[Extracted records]
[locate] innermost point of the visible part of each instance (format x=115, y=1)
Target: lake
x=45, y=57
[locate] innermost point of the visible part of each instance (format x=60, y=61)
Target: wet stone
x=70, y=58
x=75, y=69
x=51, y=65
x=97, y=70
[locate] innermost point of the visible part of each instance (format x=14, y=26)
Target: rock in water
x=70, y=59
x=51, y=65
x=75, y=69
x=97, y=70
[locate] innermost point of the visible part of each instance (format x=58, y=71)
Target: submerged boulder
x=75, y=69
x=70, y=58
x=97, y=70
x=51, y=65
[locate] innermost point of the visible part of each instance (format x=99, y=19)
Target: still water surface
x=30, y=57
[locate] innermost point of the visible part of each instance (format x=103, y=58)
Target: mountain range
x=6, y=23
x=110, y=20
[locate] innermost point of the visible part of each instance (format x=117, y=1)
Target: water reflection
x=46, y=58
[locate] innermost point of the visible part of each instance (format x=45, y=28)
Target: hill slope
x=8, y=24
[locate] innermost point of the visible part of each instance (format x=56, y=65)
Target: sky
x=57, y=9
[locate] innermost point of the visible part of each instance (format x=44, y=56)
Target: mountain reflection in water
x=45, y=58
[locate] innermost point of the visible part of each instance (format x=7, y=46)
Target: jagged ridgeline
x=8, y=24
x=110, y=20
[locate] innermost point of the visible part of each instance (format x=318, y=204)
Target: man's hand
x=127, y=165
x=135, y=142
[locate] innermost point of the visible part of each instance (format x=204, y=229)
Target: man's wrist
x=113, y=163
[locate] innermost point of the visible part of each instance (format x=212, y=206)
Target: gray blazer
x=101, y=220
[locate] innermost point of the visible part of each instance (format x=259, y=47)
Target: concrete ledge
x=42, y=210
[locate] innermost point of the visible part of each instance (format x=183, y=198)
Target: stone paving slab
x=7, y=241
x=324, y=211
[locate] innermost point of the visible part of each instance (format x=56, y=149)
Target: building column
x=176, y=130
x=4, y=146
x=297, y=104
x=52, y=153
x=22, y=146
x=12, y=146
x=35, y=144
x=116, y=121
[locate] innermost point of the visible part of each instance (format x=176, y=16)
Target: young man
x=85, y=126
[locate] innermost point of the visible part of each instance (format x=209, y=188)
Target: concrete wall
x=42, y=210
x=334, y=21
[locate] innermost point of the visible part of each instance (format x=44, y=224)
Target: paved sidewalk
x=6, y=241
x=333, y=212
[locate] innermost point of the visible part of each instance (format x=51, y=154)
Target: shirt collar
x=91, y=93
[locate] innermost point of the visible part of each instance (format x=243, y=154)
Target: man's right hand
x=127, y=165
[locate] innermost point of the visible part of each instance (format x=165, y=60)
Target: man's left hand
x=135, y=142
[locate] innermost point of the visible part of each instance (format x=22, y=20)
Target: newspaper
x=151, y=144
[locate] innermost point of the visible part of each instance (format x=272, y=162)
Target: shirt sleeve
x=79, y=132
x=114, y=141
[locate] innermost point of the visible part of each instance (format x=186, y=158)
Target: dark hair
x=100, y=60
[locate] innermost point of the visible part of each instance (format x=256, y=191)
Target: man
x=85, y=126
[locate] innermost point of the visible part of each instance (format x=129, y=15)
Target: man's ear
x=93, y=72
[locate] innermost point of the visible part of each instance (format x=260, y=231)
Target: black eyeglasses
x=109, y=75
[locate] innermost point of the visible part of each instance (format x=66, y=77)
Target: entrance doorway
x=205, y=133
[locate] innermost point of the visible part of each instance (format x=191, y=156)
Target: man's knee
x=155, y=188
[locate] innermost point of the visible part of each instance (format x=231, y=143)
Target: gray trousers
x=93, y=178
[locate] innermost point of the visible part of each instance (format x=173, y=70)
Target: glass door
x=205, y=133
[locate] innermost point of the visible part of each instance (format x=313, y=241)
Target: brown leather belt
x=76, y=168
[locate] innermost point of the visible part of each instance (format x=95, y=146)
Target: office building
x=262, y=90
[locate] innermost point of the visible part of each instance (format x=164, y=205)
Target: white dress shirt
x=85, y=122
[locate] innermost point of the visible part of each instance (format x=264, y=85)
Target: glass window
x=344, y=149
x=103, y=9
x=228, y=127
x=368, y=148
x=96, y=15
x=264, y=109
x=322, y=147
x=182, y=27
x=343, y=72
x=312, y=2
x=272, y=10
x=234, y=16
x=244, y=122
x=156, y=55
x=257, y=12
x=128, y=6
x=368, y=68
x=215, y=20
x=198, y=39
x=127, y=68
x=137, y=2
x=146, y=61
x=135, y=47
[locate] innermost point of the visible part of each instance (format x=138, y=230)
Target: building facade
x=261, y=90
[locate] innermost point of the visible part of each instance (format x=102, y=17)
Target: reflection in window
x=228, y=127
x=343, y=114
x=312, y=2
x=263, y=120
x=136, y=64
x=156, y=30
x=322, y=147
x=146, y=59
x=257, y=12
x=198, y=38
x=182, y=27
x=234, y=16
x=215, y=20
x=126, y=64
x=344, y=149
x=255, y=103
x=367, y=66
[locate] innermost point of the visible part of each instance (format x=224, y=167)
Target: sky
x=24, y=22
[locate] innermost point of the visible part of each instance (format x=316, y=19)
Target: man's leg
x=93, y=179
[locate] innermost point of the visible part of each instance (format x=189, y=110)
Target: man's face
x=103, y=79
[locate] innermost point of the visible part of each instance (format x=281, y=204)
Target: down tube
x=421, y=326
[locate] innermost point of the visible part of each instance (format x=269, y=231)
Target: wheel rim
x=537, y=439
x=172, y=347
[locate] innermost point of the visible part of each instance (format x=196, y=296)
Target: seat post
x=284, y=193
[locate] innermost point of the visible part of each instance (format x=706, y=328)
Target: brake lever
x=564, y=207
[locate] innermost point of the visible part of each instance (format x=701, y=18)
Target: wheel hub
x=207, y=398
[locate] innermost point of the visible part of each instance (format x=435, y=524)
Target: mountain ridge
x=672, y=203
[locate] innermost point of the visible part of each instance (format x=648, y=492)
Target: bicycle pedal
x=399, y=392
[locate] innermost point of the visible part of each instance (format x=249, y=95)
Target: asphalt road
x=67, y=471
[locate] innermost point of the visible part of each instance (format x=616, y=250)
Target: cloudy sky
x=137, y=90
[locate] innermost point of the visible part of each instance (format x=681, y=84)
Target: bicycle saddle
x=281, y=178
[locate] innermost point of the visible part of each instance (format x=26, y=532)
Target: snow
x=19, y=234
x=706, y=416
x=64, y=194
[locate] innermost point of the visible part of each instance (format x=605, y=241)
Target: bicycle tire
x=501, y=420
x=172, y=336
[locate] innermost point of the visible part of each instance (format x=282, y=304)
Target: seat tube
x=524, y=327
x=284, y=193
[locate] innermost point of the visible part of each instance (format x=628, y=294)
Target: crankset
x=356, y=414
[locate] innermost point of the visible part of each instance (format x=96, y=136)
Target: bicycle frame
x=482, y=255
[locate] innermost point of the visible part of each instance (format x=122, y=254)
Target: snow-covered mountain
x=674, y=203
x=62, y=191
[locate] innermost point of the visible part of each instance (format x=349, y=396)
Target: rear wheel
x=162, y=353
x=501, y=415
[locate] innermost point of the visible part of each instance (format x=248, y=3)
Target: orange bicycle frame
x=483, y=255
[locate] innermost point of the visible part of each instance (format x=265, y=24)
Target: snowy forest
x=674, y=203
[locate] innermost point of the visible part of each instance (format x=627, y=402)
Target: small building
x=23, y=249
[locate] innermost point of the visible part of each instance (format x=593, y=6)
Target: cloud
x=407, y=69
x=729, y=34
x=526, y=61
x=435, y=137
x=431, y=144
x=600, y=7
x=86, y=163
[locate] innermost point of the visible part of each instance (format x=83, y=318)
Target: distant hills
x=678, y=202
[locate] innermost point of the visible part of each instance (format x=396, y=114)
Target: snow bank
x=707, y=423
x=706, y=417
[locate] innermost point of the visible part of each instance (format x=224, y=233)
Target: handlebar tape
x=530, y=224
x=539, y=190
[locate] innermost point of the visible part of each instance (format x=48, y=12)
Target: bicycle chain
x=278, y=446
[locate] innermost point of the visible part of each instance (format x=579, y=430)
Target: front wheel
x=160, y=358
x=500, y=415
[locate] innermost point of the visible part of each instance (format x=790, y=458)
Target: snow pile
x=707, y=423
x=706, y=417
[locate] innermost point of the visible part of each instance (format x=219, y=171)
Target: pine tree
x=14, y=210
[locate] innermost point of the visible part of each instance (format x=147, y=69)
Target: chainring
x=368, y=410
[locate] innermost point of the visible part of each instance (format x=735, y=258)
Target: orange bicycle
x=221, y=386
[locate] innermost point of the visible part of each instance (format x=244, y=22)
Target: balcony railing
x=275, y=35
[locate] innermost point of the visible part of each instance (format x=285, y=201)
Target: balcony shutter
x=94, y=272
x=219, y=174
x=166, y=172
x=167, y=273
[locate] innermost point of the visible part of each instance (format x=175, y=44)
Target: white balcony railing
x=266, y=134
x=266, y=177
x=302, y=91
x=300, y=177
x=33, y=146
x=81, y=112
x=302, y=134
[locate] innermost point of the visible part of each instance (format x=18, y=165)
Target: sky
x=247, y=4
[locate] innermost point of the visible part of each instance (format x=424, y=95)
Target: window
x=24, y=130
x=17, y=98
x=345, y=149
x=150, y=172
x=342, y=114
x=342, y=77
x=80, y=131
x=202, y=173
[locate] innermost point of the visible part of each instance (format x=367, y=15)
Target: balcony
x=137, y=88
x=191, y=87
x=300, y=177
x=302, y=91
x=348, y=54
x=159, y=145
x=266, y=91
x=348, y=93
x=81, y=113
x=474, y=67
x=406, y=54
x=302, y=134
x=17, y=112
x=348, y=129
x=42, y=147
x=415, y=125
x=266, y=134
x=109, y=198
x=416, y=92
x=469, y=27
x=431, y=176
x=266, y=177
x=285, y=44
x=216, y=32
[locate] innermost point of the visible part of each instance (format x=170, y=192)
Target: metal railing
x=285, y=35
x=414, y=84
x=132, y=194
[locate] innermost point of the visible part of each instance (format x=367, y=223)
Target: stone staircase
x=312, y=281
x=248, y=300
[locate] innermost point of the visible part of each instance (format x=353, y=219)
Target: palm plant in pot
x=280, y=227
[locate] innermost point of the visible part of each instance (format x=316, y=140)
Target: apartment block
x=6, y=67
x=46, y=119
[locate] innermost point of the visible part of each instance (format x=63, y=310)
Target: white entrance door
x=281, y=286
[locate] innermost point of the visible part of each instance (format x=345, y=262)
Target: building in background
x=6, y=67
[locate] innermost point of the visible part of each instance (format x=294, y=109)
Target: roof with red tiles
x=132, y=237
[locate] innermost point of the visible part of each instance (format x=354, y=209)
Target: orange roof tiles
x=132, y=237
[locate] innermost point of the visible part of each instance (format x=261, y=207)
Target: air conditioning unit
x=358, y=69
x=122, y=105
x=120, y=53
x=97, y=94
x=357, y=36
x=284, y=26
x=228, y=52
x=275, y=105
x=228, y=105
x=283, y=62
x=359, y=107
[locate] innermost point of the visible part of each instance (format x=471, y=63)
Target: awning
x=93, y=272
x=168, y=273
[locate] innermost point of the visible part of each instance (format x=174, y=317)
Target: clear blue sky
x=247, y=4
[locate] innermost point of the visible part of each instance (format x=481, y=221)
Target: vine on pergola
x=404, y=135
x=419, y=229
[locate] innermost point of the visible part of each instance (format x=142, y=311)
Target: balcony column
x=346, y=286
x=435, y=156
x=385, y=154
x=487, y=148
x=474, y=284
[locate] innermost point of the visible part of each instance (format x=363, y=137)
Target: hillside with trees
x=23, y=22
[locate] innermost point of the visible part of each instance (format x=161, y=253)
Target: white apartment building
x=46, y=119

## What you have to do
Please arrange the records from the line with "(format x=681, y=84)" up to and including the line with "x=483, y=255" as a two-column CSV with columns named record and answer, one row per record. Put each record's text and its answer in its own quoted field, replacing line breaks with spaces.

## Written response
record,answer
"[locate] innermost point of the visible part of each instance (format x=681, y=84) Target: bicycle saddle","x=281, y=178"
"[locate] innermost point of the visible part of each instance (format x=26, y=532) Target: snow","x=19, y=234 x=706, y=416 x=64, y=194"
"[locate] innermost point of the visible part of each instance (format x=605, y=241) Target: bicycle tire","x=501, y=420 x=172, y=336"
"[locate] innermost point of the visible part of each instance (format x=282, y=304) Target: seat tube","x=524, y=327 x=284, y=193"
"[locate] innermost point of the visible part of each instance (format x=628, y=294) Target: crankset","x=356, y=414"
"[locate] innermost point of the visible part of each instance (format x=96, y=136) Target: bicycle frame","x=482, y=255"
"[locate] innermost point of the visible part of each instance (format x=122, y=254) Target: snow-covered mountain","x=674, y=203 x=62, y=191"
"[locate] innermost point of the visible part of each instance (format x=349, y=396) Target: rear wheel","x=162, y=353 x=501, y=415"
"[locate] innermost point of the visible part of each instance (format x=248, y=3) Target: orange bicycle frame","x=483, y=255"